EXERCISE MATERIALS below:

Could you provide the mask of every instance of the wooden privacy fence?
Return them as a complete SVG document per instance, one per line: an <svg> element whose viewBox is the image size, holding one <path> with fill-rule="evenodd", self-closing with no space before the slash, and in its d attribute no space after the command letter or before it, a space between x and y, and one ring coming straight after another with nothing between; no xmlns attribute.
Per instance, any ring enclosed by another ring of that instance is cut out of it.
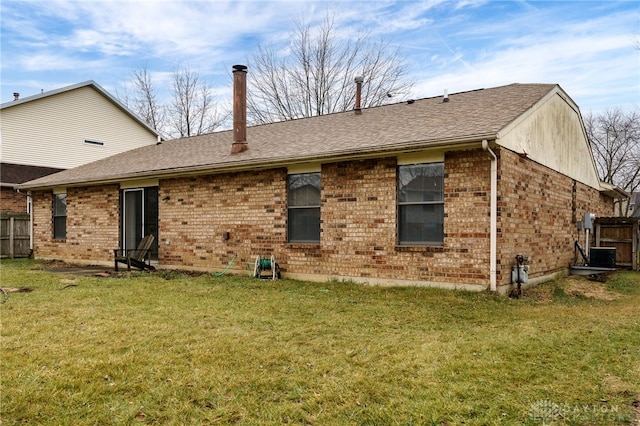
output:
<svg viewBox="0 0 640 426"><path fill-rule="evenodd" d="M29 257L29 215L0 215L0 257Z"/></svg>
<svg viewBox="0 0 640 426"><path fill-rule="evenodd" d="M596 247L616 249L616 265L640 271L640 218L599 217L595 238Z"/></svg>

End of EXERCISE MATERIALS.
EXERCISE MATERIALS below:

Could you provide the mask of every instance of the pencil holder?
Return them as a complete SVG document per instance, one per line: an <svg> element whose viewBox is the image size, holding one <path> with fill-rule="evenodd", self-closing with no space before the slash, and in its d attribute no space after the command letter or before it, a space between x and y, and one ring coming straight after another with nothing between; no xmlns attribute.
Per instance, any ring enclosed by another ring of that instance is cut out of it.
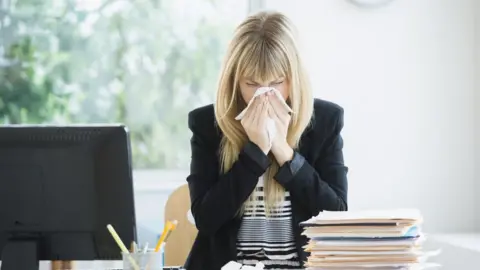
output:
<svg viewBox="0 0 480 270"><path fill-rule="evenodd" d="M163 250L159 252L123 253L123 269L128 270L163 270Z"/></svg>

End of EXERCISE MATERIALS.

WHAT THE EXERCISE ASKS> Track down all lines above with the string "every" and copy them.

REPLY TO THE EXERCISE>
Could you provide the mask of every instance of the wooden privacy fence?
Could you provide the mask of every instance of the pencil holder?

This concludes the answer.